_Raw data_:
============
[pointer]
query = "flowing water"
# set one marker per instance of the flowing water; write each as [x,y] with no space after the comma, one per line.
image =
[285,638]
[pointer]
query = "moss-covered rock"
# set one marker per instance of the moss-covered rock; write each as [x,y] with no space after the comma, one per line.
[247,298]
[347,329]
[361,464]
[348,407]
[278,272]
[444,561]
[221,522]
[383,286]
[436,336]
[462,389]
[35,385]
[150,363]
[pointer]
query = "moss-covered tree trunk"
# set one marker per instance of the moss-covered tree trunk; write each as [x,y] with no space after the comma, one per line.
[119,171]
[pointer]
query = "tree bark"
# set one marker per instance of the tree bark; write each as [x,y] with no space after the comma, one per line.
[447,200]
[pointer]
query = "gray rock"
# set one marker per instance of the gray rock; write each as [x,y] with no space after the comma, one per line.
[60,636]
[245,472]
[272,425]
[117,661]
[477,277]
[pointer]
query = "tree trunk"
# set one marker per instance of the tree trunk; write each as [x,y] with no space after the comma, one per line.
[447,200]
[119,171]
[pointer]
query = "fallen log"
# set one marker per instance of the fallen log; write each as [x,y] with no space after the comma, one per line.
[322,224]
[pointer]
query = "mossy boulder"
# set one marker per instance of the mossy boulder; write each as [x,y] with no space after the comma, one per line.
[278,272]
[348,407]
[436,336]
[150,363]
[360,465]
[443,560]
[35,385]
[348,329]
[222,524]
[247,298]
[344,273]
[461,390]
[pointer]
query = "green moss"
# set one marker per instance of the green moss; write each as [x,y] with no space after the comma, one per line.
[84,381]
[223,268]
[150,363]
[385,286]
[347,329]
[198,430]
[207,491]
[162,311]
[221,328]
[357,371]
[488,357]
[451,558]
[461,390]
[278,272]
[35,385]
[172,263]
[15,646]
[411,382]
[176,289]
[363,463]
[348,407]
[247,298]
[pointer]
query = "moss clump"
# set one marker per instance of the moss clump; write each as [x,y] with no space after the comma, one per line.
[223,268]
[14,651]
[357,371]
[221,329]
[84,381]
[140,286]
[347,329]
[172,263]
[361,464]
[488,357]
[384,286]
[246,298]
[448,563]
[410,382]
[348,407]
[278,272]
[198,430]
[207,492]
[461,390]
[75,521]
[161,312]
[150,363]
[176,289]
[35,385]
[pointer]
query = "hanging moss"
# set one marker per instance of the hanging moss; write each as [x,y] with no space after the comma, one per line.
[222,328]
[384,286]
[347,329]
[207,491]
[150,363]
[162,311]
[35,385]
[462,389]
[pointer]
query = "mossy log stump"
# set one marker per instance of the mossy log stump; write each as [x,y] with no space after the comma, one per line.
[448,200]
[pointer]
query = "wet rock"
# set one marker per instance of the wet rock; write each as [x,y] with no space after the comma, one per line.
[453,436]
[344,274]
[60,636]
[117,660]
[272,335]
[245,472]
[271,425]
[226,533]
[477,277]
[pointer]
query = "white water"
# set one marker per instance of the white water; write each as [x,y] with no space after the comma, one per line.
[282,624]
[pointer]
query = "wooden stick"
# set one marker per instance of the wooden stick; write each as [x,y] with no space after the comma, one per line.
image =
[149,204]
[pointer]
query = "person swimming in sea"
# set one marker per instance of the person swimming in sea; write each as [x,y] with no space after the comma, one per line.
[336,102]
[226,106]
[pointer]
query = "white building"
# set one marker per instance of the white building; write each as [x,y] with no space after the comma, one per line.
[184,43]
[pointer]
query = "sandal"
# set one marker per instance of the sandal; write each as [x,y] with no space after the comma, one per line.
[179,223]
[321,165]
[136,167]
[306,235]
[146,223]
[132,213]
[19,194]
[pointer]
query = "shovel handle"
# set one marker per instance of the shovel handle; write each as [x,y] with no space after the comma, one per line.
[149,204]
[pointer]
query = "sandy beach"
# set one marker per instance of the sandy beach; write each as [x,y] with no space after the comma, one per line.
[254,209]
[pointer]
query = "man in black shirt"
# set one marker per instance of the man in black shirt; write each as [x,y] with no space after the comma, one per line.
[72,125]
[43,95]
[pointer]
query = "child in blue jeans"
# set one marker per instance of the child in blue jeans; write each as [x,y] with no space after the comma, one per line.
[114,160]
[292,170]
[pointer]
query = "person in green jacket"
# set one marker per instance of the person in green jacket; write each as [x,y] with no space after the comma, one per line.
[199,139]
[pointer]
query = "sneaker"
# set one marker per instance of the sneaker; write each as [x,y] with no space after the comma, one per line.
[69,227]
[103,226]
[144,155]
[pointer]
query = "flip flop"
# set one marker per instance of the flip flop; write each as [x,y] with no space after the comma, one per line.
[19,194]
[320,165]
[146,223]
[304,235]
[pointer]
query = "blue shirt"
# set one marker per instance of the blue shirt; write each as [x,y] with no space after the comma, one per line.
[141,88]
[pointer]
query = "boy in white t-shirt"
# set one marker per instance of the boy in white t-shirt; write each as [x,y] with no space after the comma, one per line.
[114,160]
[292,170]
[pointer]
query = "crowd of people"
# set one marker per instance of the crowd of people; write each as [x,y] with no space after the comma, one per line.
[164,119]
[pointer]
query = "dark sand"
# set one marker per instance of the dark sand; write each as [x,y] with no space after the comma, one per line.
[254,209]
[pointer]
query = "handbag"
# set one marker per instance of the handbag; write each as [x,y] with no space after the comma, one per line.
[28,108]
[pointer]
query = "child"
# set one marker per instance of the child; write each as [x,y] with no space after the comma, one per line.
============
_Exercise instructions_: Could you copy every line from the records that mentions the word "stick"?

_Result of this task_:
query = "wooden stick"
# set one marker per instance of the wooden stick; write each as [x,y] with no space after the comma, one per line.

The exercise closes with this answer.